[Texte fourni]
Julien, le marais et la libellule, France 3, 23 h 15

Julien est batelier. Pigouilleur comme on dit dans le Marais poitevin. Il promène les touristes dans la « Venise verte », à la découverte de paysages de carte postale. Sauf que… « quand ils découvrent le paradis, pour moi c’est un paradis perdu… » Le paysage pour lequel ses passagers s’extasient est en train de disparaître. Et cela, Julien n’en veut pas.

Fabien Mazzocco n’a pas signé un documentaire touristique. On y voit certes de belles images, comme un témoignage de ce qui aura été si la situation n’évolue pas. Car ce marais est un milieu fragile : outil « de drainage », dans lequel passent les eaux du bassin-versant avant de se déverser dans l’Atlantique, il est tributaire du flux en amont. C’est là que le bât blesse, car il est entouré de plaines (créées par l’assèchement de l’ancien marais) où l’on pratique l’agriculture intensive. Pollution par les pesticides, le pétrole, mais surtout assèchement par des prélèvements hydrauliques massifs le menacent.

[Données fournies]

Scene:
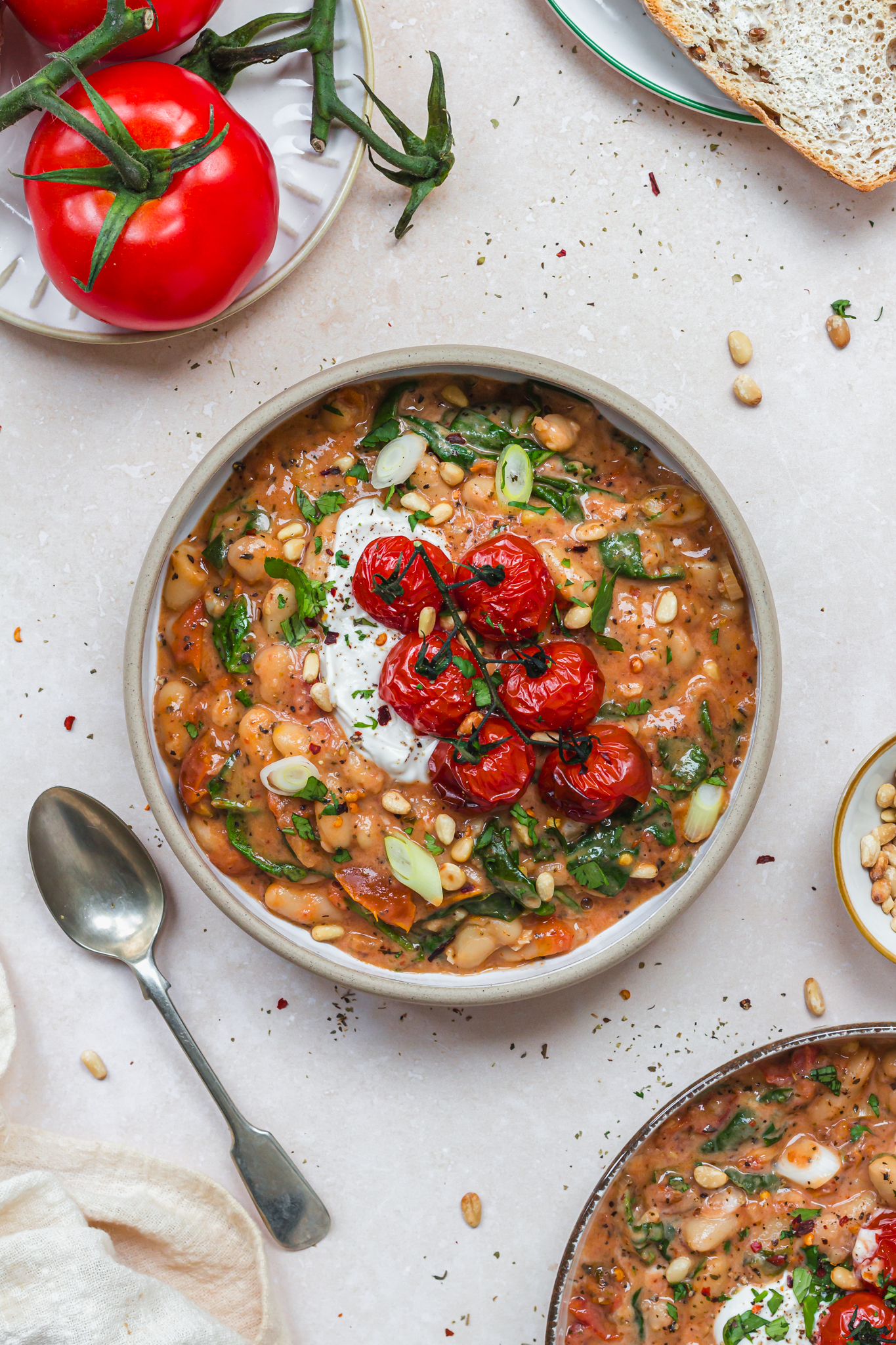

[Défi A]
Résumez sous forme de liste le paragraphe de la critique du documentaire sur le Marais poitevin qui commence par « Fabien Mazzocco n’a pas signé », en conservant ses faits essentiels.
[Défi B]
Indiquez, s’il vous plaît, si chacune de ces affirmations concorde avec la critique du documentaire sur le Marais poitevin, par oui ou par non, en citant mot pour mot les mots décisifs du texte :
(i) Julien exerce le métier de batelier.
(ii) Les eaux du marais se déversent dans la Méditerranée.
(iii) La principale menace pour le marais est la pollution par les pesticides.
[Défi C]
Rédigez la suite de la critique du documentaire sur le Marais poitevin, à partir de sa dernière phrase.

[Réponse A]
- Le documentaire de Fabien Mazzocco n’est pas touristique. Ses belles images témoignent de ce qui aura été si la situation n’évolue pas.
- Le marais est un milieu fragile. C’est un outil de drainage où passent les eaux du bassin-versant avant de rejoindre l’Atlantique, et il dépend donc du flux en amont.
- Il est entouré de plaines pratiquant l’agriculture intensive. Ces plaines sont nées de l’assèchement de l’ancien marais.
- Il est menacé par la pollution aux pesticides et au pétrole, mais surtout par l’assèchement dû à des prélèvements hydrauliques massifs.

[Réponse B]
(i) Oui : « Julien est batelier. »
(ii) Non : « avant de se déverser dans l’Atlantique »
(iii) Non : « Pollution par les pesticides, le pétrole, mais surtout assèchement par des prélèvements hydrauliques massifs le menacent. »

[Réponse C]
un projet de « bassines » pour les gros céréaliers

C’est ici que le projet de réservoirs d’eau censés prémunir la région contre la sécheresse, communément appelés « bassines », a vu le jour. Une quarantaine d’entre eux est déjà en service. « On a affaire à des fous », râle un opposant. « L’État ne respecte pas la loi sur l’eau », s’emporte-t-il. « On n’a plus d’eau mais l’irrigation est toujours autorisée », complète un autre. On l’aura compris, les appétits des gros céréaliers environnants, essentiellement producteurs de maïs, sont particulièrement visés par ces commentaires. Mais, dans tout projet d’aménagement, « il faut prendre en considération l’ensemble des vivants, pas seulement les humains », affirme Julien. Le batelier rappelle d’ailleurs que le Marais poitevin n’a rien d’une jungle : c’est « une construction humaine très organisée (…), un paysage hype­r­artificiel ». Et si là était (une partie de) la solution ? Un aménagement du territoire, certes artificiel, qui permette à la nature de se développer sans nuire aux activités humaines ?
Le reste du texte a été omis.